--- START ---

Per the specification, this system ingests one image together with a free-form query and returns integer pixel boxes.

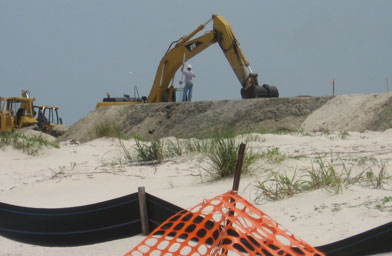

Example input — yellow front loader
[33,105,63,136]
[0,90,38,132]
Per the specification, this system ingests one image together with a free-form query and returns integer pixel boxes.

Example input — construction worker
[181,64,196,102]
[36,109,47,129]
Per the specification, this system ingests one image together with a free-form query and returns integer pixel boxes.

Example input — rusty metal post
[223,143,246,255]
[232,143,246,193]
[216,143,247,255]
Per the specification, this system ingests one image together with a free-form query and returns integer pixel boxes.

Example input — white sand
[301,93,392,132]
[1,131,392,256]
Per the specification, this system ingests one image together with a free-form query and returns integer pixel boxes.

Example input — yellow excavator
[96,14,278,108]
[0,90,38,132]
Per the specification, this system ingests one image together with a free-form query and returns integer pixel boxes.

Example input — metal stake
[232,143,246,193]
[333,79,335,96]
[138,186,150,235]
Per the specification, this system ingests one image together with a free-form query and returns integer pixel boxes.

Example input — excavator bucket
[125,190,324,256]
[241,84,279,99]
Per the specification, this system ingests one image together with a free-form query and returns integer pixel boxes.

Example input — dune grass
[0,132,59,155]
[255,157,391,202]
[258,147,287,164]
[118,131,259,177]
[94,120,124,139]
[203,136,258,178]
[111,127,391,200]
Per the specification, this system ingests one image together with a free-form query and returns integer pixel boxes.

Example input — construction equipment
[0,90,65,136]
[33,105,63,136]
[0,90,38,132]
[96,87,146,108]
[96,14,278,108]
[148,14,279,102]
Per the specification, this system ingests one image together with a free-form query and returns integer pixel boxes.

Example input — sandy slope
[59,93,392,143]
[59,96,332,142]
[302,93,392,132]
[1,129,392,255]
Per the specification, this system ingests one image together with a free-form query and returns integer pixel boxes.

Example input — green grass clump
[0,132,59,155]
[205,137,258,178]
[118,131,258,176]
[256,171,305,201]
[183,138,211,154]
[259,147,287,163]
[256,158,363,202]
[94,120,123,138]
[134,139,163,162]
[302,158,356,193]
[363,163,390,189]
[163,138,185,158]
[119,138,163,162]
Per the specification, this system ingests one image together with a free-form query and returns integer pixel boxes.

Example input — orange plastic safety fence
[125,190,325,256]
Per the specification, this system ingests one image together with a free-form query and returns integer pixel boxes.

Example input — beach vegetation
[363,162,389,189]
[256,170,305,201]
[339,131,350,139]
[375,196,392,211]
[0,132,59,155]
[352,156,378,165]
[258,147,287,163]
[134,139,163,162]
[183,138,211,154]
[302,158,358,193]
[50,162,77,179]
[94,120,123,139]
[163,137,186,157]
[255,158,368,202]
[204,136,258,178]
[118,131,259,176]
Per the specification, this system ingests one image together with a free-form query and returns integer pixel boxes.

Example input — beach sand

--- END ---
--- START ---

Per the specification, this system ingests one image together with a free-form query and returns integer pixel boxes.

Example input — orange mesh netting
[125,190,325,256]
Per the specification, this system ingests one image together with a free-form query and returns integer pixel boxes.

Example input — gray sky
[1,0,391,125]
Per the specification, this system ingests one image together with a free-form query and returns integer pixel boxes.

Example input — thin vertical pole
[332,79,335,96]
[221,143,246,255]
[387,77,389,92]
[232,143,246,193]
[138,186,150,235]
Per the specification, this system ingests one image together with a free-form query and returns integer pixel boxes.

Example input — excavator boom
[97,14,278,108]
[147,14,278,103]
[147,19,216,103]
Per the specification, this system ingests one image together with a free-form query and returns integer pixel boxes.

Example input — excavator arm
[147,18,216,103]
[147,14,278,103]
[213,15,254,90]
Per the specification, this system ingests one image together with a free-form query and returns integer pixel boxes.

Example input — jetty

--- END ---

What the task asks
Copy verbatim, from the listing above, each line from the one containing "Example input — gray sky" down to the one containing "Example input — jetty", inclusive.

Written answer
Example input — gray sky
[1,0,391,125]
Per the specification, this system ingests one image together with a free-form query and returns integer pixel boxes.

Example input — thin vertical pole
[332,79,335,96]
[221,143,246,255]
[387,77,389,92]
[232,143,246,193]
[138,186,150,235]
Per the specification, this system ingests one image together with a free-form query and returns integer pixel boxes.

Example input — excavator boom
[97,14,278,108]
[147,14,278,103]
[147,19,216,103]
Per the specification, this system ingests one image together with a free-form query and returns integer pixel boxes.

Example input — excavator arm
[147,18,216,103]
[147,14,278,103]
[213,15,254,90]
Per the specification, this system ingests one image together with a free-form query and returns integer pixel boxes.

Example input — jetty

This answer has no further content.